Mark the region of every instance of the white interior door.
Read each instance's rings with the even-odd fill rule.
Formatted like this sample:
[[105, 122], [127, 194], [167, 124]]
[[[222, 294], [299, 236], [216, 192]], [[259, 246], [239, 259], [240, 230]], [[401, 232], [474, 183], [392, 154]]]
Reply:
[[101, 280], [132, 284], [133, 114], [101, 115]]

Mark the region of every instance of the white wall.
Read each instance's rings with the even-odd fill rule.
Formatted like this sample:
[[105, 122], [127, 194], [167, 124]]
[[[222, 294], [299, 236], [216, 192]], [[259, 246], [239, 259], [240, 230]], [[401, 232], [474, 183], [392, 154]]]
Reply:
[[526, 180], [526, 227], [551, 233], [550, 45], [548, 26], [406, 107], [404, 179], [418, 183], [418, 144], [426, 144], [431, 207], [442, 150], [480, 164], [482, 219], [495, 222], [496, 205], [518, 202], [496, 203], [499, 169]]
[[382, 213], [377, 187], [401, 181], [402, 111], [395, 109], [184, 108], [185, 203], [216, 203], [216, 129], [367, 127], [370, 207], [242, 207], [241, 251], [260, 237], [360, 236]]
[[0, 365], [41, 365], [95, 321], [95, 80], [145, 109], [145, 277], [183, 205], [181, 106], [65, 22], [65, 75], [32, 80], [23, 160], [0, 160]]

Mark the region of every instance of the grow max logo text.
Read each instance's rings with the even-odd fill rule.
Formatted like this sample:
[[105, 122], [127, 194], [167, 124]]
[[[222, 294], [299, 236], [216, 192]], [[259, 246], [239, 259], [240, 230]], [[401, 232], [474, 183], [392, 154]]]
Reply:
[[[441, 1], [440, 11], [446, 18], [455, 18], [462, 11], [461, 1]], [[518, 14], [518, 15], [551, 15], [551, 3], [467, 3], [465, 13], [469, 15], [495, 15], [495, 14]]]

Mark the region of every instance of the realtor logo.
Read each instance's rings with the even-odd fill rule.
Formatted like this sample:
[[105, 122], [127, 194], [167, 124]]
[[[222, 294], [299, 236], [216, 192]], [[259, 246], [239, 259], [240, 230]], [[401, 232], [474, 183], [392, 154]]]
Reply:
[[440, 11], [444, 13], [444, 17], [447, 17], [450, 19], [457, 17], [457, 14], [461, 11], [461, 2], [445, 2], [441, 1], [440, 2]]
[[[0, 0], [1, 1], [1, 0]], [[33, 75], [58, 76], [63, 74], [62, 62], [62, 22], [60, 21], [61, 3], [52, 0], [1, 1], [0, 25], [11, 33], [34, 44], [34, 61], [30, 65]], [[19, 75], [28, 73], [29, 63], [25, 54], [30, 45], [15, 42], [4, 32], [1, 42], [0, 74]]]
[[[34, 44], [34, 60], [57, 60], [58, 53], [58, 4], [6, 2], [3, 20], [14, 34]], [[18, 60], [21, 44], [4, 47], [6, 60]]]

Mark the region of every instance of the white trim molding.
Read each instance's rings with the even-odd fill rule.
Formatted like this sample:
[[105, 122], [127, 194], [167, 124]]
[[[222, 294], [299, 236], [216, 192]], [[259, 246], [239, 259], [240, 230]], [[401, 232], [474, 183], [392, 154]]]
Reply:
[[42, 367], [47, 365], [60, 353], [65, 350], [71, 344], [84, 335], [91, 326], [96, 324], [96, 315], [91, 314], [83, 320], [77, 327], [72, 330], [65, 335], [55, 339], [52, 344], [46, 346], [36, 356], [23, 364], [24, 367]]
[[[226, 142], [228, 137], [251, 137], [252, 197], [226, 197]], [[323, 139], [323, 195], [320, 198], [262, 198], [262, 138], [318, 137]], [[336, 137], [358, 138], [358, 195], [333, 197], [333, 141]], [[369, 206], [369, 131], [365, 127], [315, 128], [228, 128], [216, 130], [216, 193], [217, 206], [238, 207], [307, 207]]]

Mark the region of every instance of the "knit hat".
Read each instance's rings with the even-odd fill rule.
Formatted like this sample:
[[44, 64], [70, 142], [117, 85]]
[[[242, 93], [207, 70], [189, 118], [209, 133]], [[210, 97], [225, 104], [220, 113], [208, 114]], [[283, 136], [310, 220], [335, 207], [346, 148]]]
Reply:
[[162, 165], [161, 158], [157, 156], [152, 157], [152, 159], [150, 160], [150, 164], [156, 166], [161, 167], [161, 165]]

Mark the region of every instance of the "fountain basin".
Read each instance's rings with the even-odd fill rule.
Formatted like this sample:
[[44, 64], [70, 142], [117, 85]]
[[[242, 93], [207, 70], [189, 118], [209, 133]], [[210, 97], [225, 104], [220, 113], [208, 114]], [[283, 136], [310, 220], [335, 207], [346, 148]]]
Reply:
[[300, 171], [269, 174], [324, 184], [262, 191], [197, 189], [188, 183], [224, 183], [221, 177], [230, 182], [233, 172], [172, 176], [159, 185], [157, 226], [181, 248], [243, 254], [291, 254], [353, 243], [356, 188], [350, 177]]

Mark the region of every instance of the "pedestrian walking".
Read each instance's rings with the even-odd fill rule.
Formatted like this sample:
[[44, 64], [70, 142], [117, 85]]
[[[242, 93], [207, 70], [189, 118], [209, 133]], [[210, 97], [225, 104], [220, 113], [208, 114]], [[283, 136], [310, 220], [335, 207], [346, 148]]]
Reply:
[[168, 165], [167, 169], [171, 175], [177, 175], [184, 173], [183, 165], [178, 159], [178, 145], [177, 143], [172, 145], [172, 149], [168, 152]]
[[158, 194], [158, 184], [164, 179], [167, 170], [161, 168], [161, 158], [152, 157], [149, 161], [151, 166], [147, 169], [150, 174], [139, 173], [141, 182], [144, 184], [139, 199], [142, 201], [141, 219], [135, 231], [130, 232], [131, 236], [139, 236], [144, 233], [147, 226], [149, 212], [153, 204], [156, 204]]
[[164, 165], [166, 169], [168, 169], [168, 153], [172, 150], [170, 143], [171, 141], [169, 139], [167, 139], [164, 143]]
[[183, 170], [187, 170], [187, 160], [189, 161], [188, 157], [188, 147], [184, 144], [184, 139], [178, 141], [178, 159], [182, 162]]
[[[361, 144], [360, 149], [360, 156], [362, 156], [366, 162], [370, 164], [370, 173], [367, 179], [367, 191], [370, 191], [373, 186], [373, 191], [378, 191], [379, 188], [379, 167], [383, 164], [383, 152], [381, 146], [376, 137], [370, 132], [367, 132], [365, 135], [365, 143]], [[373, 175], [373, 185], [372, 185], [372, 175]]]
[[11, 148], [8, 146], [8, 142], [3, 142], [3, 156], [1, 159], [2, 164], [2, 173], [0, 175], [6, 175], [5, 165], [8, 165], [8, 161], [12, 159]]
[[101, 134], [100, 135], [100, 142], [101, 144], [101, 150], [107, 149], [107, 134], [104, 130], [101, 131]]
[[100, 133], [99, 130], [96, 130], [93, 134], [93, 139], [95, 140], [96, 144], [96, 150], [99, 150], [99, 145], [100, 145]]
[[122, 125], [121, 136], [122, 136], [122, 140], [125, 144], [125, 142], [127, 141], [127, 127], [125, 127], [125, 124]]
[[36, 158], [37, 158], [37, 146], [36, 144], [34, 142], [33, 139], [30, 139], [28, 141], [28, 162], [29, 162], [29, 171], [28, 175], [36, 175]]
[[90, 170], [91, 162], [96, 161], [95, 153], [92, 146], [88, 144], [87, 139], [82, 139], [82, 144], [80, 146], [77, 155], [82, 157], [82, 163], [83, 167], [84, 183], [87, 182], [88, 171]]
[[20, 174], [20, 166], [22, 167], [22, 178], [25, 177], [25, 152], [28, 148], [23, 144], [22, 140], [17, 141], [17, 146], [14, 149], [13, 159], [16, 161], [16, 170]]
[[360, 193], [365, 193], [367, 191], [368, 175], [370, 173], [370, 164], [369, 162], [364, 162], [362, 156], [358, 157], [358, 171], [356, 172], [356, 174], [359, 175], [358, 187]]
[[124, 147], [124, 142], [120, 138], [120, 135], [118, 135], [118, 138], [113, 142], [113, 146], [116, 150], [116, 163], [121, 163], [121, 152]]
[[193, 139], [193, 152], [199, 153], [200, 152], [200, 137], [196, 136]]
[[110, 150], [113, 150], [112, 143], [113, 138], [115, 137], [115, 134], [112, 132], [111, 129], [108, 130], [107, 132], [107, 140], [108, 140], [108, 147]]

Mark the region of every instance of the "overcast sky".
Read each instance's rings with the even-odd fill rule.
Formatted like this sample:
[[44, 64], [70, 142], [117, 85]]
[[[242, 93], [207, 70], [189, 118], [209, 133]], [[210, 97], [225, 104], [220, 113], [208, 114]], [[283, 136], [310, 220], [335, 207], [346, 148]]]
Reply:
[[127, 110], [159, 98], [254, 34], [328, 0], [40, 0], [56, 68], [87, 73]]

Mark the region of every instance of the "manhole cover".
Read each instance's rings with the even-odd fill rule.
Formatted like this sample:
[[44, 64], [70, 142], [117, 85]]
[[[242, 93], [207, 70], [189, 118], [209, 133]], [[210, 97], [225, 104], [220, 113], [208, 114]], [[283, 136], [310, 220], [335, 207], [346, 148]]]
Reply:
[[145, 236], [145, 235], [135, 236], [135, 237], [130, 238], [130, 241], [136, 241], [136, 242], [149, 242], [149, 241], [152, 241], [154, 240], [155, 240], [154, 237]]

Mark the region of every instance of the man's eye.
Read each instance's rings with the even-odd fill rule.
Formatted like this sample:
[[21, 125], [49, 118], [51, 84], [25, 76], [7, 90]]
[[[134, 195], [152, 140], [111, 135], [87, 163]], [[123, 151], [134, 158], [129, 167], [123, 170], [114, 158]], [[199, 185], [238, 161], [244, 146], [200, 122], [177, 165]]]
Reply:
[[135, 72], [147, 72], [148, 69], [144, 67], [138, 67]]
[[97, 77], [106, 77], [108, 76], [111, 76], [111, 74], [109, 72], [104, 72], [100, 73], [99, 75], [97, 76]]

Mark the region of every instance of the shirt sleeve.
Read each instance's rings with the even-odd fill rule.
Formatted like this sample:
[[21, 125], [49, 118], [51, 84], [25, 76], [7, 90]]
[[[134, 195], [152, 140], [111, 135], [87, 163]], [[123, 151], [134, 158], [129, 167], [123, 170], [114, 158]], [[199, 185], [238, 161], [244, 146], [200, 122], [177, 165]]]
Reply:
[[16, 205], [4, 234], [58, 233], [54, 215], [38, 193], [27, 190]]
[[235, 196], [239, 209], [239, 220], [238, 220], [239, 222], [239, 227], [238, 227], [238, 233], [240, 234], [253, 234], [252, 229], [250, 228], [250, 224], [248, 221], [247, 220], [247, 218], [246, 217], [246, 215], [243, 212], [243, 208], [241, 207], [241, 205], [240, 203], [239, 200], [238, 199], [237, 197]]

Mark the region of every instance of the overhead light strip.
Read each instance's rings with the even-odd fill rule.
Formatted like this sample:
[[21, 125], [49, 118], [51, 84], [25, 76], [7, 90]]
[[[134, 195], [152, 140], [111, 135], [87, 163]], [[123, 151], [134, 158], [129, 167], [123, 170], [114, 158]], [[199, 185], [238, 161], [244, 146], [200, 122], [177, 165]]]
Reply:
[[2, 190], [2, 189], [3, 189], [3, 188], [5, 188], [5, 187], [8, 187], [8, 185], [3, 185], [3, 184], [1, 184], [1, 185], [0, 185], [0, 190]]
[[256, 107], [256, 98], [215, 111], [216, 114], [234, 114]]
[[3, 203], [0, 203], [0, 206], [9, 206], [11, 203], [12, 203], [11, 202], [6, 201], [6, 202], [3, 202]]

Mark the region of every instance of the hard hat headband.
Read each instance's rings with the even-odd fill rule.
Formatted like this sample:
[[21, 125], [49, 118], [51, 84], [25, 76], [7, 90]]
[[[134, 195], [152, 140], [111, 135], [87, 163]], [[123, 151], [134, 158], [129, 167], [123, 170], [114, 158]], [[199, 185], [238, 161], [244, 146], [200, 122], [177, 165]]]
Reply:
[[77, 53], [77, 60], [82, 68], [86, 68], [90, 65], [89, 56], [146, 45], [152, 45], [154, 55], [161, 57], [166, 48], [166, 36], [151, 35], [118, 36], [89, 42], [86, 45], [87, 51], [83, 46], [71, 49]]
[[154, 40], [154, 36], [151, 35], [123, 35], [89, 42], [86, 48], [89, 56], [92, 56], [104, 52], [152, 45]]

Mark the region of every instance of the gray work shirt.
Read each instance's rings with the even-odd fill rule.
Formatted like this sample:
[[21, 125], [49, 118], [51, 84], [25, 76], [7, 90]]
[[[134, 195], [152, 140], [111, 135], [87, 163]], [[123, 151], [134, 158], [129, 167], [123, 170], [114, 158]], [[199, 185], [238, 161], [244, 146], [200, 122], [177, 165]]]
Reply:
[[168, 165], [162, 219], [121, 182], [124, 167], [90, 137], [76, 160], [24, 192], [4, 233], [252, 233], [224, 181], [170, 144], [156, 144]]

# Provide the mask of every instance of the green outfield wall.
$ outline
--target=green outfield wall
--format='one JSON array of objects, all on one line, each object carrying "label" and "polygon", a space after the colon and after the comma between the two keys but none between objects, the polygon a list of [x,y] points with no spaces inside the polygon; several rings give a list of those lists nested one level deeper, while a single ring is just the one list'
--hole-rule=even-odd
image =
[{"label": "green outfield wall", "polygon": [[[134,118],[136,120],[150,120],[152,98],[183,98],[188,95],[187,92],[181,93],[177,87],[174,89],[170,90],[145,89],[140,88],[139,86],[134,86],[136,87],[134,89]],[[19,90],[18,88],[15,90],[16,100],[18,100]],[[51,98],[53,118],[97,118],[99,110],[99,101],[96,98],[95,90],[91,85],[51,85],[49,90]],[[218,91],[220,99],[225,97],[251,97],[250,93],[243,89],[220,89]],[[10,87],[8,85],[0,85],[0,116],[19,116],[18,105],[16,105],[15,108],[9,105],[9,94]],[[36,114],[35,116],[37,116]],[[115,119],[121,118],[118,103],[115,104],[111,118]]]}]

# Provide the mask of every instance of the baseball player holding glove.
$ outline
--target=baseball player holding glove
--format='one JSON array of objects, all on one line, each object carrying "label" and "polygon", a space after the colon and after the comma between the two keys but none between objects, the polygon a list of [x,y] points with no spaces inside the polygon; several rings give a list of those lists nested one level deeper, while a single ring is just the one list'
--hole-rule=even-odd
^^^^^^^^
WRITTEN REQUEST: Copy out the rows from the very first line through the line that contains "[[101, 280], [132, 284], [133, 114], [101, 115]]", with "interior" replaced by "closet" and nothing else changed.

REPLY TO THE EXERCISE:
Mark the region of every instance of the white closet door.
Read each instance's rings with the even-odd fill rule.
Formatted like this sample:
[[105, 122], [127, 194], [167, 124]]
[[[222, 294], [299, 236], [216, 192]], [[259, 246], [239, 259], [240, 230]], [[401, 232], [474, 183], [392, 154]]]
Reply:
[[101, 280], [132, 284], [133, 114], [101, 115]]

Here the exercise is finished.